Please collect every line of the data below that contains the string "cloud", matching case exactly.
>> BEGIN STORED DATA
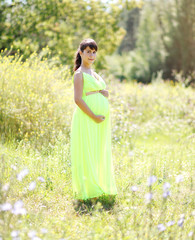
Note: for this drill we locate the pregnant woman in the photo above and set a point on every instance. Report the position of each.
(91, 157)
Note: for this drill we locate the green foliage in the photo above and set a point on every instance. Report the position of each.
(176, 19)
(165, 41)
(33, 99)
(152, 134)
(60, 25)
>> END STORED DATA
>> BEGIN STORED DATA
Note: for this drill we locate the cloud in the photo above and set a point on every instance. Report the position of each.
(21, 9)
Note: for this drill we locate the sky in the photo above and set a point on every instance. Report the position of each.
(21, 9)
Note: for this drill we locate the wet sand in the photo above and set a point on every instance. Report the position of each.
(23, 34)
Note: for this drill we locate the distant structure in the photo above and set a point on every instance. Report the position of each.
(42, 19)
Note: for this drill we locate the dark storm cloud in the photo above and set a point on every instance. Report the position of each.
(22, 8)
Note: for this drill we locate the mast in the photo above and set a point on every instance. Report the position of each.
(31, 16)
>> END STORED DATA
### RESPONSE FOR THIS EXERCISE
Note: for this drill we locate the cloud in the photo above and set a point on every instance. Report the position of each.
Note: for this drill we locate the dark storm cloud in the photo above and set a point on every instance. Report the position of each.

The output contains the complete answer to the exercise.